▶ _INSTRUCTIONS TO FOLLOW_: Output exactly the lines between the line that contains "Where can the beach" and the last line of the material, counting both.

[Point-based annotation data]
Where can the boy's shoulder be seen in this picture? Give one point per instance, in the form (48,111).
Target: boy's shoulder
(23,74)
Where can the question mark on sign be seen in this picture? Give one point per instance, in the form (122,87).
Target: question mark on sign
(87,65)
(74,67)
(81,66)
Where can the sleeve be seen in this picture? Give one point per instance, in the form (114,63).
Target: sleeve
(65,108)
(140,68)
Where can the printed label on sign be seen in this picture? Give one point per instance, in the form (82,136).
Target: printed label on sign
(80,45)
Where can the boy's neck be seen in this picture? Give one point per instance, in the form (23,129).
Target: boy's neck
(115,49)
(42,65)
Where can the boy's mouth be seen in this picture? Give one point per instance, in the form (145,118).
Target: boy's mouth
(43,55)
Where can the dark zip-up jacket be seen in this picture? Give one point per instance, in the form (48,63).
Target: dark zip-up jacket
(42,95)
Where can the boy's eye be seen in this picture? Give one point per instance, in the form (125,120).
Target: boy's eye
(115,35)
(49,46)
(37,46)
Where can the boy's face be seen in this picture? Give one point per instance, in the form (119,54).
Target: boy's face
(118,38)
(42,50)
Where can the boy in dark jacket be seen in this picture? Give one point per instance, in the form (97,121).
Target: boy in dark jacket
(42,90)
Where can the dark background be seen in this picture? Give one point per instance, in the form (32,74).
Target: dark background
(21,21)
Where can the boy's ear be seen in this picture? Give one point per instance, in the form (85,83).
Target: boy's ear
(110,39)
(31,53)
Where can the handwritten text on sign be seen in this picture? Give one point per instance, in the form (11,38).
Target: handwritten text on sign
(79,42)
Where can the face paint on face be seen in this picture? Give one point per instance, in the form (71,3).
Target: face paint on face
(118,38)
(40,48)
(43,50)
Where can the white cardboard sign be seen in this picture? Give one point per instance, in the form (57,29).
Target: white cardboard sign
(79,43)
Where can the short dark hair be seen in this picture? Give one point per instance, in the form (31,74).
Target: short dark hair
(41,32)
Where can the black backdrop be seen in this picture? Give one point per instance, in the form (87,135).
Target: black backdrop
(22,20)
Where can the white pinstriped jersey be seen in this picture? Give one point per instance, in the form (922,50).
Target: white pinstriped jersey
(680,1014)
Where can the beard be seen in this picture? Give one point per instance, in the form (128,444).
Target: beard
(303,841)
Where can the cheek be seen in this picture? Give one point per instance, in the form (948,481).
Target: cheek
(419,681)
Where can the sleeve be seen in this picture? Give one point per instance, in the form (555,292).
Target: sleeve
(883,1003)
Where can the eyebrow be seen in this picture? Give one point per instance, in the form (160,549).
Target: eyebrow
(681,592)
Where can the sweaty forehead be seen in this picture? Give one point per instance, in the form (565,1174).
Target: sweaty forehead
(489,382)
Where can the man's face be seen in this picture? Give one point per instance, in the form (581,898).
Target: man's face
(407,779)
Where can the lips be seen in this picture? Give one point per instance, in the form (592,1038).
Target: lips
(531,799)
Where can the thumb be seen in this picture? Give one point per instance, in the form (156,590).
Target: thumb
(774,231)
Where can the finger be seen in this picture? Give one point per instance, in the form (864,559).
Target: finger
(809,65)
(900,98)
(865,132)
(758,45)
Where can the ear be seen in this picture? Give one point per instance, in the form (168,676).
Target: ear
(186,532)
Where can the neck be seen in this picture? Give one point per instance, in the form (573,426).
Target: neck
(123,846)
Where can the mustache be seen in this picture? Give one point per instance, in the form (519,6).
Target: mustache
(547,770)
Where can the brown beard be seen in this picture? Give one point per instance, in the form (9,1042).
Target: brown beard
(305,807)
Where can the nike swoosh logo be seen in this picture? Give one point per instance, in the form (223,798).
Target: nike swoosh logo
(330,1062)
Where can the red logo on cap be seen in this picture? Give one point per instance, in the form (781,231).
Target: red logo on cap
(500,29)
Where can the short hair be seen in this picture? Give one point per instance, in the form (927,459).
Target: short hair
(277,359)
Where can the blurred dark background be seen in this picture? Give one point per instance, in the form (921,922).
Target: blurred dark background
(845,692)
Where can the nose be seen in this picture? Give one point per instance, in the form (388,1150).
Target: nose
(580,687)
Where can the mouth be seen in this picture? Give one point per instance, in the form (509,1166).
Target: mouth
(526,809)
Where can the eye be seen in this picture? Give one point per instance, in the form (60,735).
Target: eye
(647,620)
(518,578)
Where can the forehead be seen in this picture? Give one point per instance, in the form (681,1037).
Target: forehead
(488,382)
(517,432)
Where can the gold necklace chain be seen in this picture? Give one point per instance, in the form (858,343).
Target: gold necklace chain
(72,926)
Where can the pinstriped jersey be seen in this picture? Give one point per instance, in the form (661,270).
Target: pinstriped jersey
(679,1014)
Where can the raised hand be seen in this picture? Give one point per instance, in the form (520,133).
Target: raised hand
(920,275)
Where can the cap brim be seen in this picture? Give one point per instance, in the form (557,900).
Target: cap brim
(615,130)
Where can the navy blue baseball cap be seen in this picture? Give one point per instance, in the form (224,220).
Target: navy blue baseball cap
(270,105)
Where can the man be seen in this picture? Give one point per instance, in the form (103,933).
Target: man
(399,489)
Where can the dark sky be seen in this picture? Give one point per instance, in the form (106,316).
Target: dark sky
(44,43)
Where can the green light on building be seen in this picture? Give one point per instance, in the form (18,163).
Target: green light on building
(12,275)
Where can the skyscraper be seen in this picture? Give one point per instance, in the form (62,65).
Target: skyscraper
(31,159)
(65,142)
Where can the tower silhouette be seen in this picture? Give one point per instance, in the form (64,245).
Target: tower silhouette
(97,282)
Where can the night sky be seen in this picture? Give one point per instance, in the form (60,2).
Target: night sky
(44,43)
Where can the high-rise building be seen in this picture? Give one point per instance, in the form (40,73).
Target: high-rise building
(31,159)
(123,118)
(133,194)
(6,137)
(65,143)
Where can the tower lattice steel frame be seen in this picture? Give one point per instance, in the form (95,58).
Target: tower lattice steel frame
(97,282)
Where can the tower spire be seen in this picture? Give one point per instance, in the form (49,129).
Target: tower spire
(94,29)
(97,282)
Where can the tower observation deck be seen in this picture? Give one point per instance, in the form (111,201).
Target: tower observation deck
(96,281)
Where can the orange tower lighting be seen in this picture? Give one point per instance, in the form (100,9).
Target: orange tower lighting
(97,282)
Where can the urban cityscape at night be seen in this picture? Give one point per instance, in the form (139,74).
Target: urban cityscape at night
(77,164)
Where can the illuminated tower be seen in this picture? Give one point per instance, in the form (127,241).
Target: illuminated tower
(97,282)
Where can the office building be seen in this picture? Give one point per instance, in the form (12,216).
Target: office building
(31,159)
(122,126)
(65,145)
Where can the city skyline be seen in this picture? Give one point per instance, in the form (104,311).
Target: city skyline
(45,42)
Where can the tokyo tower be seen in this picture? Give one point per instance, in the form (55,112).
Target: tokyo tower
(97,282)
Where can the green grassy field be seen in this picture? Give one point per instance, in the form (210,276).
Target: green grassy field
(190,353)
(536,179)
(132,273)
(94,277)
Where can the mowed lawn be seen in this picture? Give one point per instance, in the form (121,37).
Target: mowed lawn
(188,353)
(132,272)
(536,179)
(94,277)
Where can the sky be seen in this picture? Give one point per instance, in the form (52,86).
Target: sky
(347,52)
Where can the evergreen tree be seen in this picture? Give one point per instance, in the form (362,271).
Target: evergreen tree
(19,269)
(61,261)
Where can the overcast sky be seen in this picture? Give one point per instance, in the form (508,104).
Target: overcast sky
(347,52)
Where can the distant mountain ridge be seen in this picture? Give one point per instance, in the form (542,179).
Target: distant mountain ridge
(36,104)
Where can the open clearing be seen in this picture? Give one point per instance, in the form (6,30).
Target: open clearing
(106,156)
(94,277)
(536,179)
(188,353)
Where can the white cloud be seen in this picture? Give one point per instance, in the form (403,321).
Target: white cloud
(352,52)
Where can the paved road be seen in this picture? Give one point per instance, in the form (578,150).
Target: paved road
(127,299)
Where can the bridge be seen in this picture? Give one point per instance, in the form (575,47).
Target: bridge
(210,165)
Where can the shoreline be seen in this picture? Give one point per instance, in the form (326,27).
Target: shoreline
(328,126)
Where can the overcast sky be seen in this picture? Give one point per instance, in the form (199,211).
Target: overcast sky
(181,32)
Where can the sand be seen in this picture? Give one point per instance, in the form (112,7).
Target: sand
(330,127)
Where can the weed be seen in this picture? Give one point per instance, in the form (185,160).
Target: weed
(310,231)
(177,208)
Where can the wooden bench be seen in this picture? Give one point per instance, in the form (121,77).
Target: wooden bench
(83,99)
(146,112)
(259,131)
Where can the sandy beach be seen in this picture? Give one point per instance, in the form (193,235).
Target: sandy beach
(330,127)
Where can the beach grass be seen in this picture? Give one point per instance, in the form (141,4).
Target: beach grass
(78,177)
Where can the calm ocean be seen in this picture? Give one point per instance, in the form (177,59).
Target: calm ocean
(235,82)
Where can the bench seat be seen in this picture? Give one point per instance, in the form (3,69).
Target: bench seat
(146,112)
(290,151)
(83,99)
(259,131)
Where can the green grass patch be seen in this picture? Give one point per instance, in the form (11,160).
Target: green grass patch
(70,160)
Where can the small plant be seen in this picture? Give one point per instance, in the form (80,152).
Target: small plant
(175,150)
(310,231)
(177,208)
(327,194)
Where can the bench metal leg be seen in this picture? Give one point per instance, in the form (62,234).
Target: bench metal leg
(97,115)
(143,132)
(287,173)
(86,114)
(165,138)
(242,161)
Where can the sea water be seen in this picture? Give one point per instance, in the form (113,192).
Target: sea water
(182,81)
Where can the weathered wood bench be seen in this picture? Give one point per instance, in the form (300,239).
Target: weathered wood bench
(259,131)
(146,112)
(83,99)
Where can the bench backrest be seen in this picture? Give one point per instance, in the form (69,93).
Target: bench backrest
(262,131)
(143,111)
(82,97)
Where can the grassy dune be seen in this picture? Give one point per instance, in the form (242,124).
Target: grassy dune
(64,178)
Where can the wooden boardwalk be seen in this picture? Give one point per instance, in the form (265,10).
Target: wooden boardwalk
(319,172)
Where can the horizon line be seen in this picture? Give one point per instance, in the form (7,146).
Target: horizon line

▶ _FINISHED TASK_:
Where can the beach grass be seen in this picture? Give one point per instance, in the form (141,4).
Target: beach grass
(78,177)
Where can the calm ocean be seen in this picture? Give one point per instance, in the form (177,59).
Target: calm ocean
(235,82)
Where can the bench seat be seen in this picture? Give one point per instance, in the form (3,69).
Target: bench seat
(146,112)
(290,151)
(83,99)
(259,131)
Where can the green grass patch be seen in this picture? Give one point per instance, in the form (11,160).
Target: green grass patch
(70,160)
Where can the small plant be seen in this picture? Give one point per instance, in the form (80,152).
Target: small plant
(175,150)
(310,231)
(177,208)
(327,194)
Where can the bench metal leg be seen in this picture? Give one point per instance, in the form (62,234).
Target: bench metal leg
(97,115)
(143,132)
(287,173)
(86,114)
(165,138)
(242,161)
Where can the sea water be seen in this picture? Give one point per instance, in the form (113,192).
Target: sea water
(182,81)
Where can the weathered wood bench be seen in this picture? Give one point per instance, in the form (300,239).
Target: weathered wood bench
(259,131)
(146,112)
(83,99)
Where can the bench backrest be seen in this picture? Give one point per instance, in the form (69,93).
Target: bench backrest
(262,131)
(143,111)
(82,97)
Where can the grassy dune be seen in this picture? Give one point per instance, in the form (242,124).
Target: grassy dune
(64,178)
Where can the wooden boardwalk be seen in this picture? Give one point per instance, in the form (265,10).
Target: wooden boardwalk
(319,172)
Where can the horizon line be seen in this picture? Give one point per instance, in the form (7,146).
Target: horizon line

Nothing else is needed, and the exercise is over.